--- Given request ---
Copy out the lines below, replacing each "target_label" with "search_label" and keeping everything else the same.

--- Supplied records ---
** begin **
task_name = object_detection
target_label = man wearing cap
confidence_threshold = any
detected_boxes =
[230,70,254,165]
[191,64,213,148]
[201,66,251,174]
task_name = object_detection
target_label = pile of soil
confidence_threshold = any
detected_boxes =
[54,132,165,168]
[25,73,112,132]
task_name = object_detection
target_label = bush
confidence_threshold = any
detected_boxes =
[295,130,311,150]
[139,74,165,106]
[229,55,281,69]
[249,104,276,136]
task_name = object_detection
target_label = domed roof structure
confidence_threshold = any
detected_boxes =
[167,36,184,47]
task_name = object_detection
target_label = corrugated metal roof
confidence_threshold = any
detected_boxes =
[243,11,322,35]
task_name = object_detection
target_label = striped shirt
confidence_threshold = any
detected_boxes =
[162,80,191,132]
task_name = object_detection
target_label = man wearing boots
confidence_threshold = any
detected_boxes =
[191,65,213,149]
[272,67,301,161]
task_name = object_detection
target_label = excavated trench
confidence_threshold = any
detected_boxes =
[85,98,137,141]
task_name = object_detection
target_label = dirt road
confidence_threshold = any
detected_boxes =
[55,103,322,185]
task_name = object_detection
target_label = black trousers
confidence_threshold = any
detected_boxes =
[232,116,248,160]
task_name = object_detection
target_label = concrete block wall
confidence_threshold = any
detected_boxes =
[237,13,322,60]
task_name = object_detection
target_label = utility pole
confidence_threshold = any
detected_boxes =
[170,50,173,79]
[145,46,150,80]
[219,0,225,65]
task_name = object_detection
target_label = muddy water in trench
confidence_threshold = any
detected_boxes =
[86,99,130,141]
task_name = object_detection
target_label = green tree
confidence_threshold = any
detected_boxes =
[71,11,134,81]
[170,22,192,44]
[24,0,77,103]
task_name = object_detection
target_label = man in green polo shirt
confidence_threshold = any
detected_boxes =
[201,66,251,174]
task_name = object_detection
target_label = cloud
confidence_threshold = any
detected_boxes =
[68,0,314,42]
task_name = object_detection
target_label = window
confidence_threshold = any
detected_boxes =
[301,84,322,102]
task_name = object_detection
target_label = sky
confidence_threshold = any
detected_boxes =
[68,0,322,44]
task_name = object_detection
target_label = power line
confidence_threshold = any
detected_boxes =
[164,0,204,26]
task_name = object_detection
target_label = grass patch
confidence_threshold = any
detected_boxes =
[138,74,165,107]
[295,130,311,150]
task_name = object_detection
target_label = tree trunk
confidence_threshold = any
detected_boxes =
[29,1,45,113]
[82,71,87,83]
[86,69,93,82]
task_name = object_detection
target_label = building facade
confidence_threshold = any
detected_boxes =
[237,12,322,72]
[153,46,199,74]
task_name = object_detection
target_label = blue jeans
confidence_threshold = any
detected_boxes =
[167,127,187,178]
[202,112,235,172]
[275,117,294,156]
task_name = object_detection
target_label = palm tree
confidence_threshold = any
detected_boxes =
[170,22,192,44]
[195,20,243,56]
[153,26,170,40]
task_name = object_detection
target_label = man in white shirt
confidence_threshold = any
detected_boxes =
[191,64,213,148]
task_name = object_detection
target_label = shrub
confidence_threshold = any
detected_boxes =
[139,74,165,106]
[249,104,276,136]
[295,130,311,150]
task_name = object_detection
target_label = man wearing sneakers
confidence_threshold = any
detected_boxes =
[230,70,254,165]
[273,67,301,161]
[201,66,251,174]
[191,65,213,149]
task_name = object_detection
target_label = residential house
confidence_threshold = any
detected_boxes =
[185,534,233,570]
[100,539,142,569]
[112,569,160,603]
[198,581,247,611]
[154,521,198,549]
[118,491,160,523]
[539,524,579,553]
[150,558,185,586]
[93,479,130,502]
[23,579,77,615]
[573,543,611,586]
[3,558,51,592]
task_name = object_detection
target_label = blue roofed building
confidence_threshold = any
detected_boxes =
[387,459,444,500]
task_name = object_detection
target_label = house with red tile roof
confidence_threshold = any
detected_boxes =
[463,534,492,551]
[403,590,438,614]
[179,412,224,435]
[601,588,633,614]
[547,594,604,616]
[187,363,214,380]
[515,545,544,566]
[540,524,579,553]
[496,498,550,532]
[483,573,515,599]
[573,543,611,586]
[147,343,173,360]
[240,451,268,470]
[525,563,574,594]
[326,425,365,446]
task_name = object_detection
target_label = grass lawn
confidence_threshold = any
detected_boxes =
** end **
--- Exercise response ---
task_name = object_detection
search_label = man wearing cap
confidence_threshold = any
detected_boxes =
[230,70,254,165]
[191,64,213,148]
[201,66,251,174]
task_name = object_detection
search_label = pile of soil
confidence_threshold = any
detected_boxes =
[54,132,165,168]
[25,73,112,132]
task_name = object_detection
search_label = bush
confidence_threshold = any
detected_boxes =
[295,130,311,150]
[139,74,165,106]
[229,55,281,69]
[249,104,276,136]
task_name = object_detection
search_label = domed roof structure
confidence_threshold = any
detected_boxes =
[167,36,184,47]
task_name = object_detection
search_label = corrugated metal roof
confidence_threshold = any
detected_boxes =
[243,11,322,35]
task_name = object_detection
search_label = striped shirt
confidence_threshold = any
detected_boxes =
[162,80,191,132]
task_name = object_detection
search_label = man wearing boots
confidence_threshold = any
detected_boxes =
[191,65,213,149]
[272,67,301,161]
task_name = object_detection
search_label = excavated trench
confidence_threshold = any
detected_boxes =
[85,98,137,141]
task_name = object_detection
search_label = dirt road
confidence_threshold = any
detected_boxes =
[55,103,322,185]
task_name = object_detection
search_label = black trousers
confidence_threshold = any
detected_boxes =
[232,116,248,160]
task_name = object_detection
search_label = concrete block wall
confidence_threshold = any
detected_boxes =
[237,13,322,60]
task_name = object_detection
search_label = utility pole
confidence_threshold = any
detected_boxes =
[170,50,173,79]
[145,46,150,80]
[219,0,225,65]
task_name = object_detection
search_label = muddy water in trench
confidence_threshold = any
detected_boxes =
[86,99,130,141]
task_name = object_detection
search_label = green tree
confidence_threshold = any
detected_boxes =
[71,11,134,81]
[170,22,192,44]
[24,0,77,103]
task_name = object_detection
search_label = man in green polo shirt
confidence_threshold = any
detected_boxes =
[201,66,251,174]
task_name = object_detection
search_label = cloud
confidence_threshold = any
detected_boxes =
[68,0,314,42]
task_name = object_detection
search_label = window
confidence_threshold = any
detected_boxes =
[301,84,322,102]
task_name = object_detection
search_label = sky
confidence_threshold = any
detected_boxes =
[68,0,322,44]
task_name = object_detection
search_label = power line
confidence_threshold = any
detected_boxes =
[164,0,204,26]
task_name = object_detection
search_label = grass patch
confidence_threshold = any
detected_boxes =
[138,74,165,107]
[295,130,311,150]
task_name = object_detection
search_label = tree trunk
confidence_threshold = any
detected_boxes =
[29,1,45,113]
[82,71,87,83]
[86,69,93,82]
task_name = object_detection
search_label = building facade
confidence_threshold = any
detected_boxes =
[237,12,322,72]
[153,46,199,74]
task_name = object_detection
search_label = blue jeans
confidence_threshold = any
detected_boxes =
[167,127,187,178]
[202,112,235,172]
[275,117,294,156]
task_name = object_detection
search_label = palm tree
confidence_threshold = any
detected_boxes =
[170,22,192,44]
[195,20,243,56]
[153,26,170,40]
task_name = object_detection
search_label = man in white shirt
confidence_threshold = any
detected_boxes =
[191,64,213,148]
task_name = object_detection
search_label = shrub
confidence_threshold = any
detected_boxes =
[139,74,165,106]
[249,104,276,136]
[295,130,311,150]
task_name = object_detection
search_label = man wearing sneakers
confidence_threshold = any
detected_boxes =
[230,70,254,165]
[273,67,301,161]
[201,66,251,174]
[191,65,213,149]
task_name = object_detection
search_label = residential house
confidence_threshold = any
detected_boxes =
[185,534,233,570]
[100,539,142,569]
[112,569,160,603]
[198,581,247,611]
[154,521,198,549]
[118,491,160,523]
[539,524,579,553]
[150,558,185,586]
[93,479,130,502]
[23,579,77,615]
[573,543,611,586]
[3,558,51,592]
task_name = object_detection
search_label = blue roofed building
confidence_threshold = any
detected_boxes =
[387,459,444,500]
task_name = object_detection
search_label = house with red tile roof
confidence_threshold = any
detected_boxes =
[463,534,492,551]
[403,590,438,614]
[179,412,224,435]
[601,588,633,614]
[547,594,604,616]
[187,363,214,380]
[515,545,544,566]
[540,524,579,553]
[496,498,550,532]
[483,573,515,599]
[573,543,611,586]
[147,343,173,360]
[240,451,268,470]
[525,563,574,594]
[326,425,365,446]
task_name = object_detection
search_label = grass lawn
confidence_threshold = any
detected_boxes =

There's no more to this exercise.